- _Goal of the exercise_
Print the listing below without alteration, beginning with the line that contains "Locate the small" and continuing through the final line of the listing.

- _Entries_
- - -
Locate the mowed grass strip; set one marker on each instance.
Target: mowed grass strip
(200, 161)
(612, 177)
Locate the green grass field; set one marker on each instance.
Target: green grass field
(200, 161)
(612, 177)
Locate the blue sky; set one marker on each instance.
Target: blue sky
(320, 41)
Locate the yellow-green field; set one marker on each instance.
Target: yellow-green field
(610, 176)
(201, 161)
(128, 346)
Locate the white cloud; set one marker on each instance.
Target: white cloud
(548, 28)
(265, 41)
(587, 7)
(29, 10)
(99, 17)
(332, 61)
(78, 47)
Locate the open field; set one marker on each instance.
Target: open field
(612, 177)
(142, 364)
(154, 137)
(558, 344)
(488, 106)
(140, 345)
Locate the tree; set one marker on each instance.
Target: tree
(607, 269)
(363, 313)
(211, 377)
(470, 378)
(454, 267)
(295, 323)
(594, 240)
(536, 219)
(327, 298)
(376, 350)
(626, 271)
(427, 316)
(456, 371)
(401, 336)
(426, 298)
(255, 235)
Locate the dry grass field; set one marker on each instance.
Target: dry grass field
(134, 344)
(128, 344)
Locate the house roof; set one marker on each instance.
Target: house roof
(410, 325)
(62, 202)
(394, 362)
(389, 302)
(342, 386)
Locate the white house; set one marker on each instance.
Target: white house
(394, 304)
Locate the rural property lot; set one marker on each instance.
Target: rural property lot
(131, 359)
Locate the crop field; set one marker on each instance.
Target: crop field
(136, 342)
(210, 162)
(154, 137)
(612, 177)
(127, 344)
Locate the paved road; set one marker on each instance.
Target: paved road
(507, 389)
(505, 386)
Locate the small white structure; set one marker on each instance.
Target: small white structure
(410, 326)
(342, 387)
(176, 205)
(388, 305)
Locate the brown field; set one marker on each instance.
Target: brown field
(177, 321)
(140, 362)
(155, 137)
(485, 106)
- - -
- _Response to the exercise_
Locate the small white structure; set one marker on each instance.
Target: small white structure
(410, 326)
(342, 387)
(176, 205)
(388, 305)
Locate the brown field; set one marker on each instance.
Target: brown field
(177, 321)
(140, 362)
(155, 137)
(485, 106)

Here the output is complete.